### Problem requirements
Reproduce the line that holds "Annotate every instance of the dark" together with all the lines after it up to the end of the entries.

### Data to process
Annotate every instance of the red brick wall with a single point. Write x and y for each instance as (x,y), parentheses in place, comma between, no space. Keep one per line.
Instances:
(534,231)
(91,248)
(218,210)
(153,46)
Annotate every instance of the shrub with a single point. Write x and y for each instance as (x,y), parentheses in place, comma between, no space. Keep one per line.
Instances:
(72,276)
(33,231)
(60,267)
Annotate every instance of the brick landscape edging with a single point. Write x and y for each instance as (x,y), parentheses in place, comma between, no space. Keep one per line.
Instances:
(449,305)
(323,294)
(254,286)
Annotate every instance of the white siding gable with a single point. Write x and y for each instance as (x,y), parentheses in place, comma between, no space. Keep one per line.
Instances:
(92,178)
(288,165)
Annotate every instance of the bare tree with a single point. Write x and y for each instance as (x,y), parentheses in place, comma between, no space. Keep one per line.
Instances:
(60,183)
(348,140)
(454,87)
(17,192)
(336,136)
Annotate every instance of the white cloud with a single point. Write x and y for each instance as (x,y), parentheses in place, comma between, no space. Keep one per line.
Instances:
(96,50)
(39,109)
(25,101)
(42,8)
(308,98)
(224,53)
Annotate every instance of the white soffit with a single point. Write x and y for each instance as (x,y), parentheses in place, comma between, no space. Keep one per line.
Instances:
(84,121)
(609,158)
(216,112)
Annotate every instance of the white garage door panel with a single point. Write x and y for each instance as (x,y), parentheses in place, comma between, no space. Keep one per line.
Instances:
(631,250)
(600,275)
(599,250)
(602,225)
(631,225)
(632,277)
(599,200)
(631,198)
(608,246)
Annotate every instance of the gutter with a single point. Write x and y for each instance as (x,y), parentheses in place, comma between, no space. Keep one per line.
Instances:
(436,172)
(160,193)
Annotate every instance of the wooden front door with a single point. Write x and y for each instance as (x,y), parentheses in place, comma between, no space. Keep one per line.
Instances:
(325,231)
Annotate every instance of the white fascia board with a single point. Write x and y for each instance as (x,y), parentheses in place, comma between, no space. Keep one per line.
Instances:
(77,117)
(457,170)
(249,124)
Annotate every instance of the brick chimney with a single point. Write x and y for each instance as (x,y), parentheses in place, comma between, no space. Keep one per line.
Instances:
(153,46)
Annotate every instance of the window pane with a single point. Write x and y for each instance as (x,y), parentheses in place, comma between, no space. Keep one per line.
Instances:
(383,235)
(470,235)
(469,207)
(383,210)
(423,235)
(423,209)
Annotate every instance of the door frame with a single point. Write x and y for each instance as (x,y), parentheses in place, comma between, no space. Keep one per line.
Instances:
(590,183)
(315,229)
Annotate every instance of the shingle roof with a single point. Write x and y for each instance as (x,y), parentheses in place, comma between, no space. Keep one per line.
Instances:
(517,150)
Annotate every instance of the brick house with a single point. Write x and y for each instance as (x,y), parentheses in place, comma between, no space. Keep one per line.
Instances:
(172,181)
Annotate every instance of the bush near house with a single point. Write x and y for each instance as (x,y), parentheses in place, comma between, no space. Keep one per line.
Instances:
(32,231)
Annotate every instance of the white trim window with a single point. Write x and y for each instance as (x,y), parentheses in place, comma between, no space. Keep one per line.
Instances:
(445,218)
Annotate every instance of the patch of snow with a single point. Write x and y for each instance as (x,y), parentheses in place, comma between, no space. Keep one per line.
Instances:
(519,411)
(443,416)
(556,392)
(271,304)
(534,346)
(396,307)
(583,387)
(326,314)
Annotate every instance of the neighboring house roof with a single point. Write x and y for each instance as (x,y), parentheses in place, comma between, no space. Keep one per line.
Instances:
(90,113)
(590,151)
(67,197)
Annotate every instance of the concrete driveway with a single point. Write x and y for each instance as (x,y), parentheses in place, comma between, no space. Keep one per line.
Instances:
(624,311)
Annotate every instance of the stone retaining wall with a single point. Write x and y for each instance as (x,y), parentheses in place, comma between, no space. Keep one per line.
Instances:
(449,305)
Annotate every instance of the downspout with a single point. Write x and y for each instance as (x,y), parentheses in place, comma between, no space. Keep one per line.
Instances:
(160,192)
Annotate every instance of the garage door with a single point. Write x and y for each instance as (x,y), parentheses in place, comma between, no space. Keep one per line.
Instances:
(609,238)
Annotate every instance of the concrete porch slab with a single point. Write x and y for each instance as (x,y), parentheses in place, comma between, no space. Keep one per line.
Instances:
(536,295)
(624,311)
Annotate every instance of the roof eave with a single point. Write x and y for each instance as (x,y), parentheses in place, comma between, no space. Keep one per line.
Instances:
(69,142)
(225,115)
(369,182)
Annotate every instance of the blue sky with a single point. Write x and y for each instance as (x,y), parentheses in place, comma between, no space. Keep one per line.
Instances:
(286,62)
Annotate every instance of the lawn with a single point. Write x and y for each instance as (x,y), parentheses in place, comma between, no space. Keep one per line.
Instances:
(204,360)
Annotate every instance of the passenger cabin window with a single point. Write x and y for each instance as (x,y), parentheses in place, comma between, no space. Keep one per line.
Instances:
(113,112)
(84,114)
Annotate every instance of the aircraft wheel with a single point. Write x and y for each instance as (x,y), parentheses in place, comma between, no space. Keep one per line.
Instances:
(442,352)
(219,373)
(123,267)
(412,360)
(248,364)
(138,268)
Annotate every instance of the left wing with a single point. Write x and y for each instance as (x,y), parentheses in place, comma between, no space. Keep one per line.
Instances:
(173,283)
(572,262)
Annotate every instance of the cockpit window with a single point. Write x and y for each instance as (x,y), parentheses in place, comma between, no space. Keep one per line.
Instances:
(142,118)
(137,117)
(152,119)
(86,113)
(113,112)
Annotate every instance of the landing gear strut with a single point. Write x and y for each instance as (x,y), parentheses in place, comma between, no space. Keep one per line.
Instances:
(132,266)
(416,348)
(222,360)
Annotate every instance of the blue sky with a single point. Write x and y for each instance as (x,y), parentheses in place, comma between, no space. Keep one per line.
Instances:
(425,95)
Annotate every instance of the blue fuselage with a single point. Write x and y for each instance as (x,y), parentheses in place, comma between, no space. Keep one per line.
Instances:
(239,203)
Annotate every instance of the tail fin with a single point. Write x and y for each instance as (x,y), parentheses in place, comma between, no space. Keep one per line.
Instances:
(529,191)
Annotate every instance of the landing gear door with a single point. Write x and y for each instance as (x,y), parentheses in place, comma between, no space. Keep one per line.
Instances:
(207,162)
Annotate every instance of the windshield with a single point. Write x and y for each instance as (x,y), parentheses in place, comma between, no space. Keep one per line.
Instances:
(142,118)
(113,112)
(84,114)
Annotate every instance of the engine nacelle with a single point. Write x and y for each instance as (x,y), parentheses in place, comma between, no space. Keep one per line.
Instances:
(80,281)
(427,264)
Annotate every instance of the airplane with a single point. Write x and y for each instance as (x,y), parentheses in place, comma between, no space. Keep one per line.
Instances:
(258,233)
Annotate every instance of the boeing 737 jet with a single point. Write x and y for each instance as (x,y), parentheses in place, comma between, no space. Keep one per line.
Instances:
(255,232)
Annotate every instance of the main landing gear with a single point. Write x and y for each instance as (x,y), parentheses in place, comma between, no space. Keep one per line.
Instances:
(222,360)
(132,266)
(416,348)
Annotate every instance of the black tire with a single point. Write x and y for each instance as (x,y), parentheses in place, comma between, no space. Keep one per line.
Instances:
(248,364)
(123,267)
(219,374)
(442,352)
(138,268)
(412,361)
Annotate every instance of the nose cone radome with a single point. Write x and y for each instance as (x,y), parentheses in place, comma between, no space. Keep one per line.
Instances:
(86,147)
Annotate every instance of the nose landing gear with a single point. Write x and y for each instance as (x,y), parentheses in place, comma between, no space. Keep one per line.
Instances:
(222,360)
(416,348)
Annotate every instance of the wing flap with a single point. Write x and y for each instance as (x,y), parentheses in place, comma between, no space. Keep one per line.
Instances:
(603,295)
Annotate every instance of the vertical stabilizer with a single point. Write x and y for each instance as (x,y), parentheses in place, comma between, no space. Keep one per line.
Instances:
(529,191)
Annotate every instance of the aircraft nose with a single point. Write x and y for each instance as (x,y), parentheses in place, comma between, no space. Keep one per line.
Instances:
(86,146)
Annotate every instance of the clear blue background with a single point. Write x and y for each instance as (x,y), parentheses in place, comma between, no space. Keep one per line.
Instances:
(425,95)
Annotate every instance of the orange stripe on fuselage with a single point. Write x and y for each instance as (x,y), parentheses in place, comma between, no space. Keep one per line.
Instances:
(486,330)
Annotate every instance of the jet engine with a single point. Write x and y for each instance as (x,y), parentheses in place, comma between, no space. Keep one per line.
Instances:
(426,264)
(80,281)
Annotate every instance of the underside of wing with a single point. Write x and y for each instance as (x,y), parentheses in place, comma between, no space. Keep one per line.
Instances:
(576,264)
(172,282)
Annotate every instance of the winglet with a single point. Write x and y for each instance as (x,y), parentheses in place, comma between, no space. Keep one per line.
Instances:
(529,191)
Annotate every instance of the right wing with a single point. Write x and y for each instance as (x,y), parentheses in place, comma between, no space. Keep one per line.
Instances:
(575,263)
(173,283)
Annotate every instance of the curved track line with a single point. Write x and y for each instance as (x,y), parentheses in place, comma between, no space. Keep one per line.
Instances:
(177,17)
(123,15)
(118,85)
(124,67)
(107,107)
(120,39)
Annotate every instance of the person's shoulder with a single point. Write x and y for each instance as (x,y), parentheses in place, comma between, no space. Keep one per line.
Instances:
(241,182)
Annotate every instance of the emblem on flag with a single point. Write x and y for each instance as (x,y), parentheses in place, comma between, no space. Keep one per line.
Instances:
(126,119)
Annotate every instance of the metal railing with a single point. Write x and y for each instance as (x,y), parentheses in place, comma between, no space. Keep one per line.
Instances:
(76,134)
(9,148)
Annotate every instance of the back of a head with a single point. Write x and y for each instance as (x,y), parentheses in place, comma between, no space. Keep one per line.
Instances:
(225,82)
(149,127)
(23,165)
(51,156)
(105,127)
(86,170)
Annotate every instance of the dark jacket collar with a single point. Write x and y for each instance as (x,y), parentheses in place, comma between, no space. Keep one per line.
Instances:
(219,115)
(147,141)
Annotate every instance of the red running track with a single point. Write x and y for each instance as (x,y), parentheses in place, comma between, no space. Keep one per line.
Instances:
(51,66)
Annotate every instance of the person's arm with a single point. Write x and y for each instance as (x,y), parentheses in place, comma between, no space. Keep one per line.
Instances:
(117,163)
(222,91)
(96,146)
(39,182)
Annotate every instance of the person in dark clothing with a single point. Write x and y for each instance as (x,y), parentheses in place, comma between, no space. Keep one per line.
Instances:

### Answer box
Annotate every instance of the dark jacket collar with a single point. Write x and y for each instance as (x,y), parentheses in place, comma between, no space. Keep one per line.
Instances:
(219,115)
(147,141)
Annotate every instance of the red running track with a single point. Write x and y for each instance as (x,y), parentheses in place, comma between, no space. Keep one per line.
Instances:
(51,66)
Annotate every instance of the person's arm with a single point. Write x and y for each instance as (x,y), parentheses in place, comma between, no space. Keep one per line.
Instances:
(117,163)
(222,91)
(96,146)
(39,182)
Annotate every instance of the person in dark clothing with a single point. Write x and y for each instance as (x,y), parentheses in place, comma between, no space. Keep one per line.
Instances:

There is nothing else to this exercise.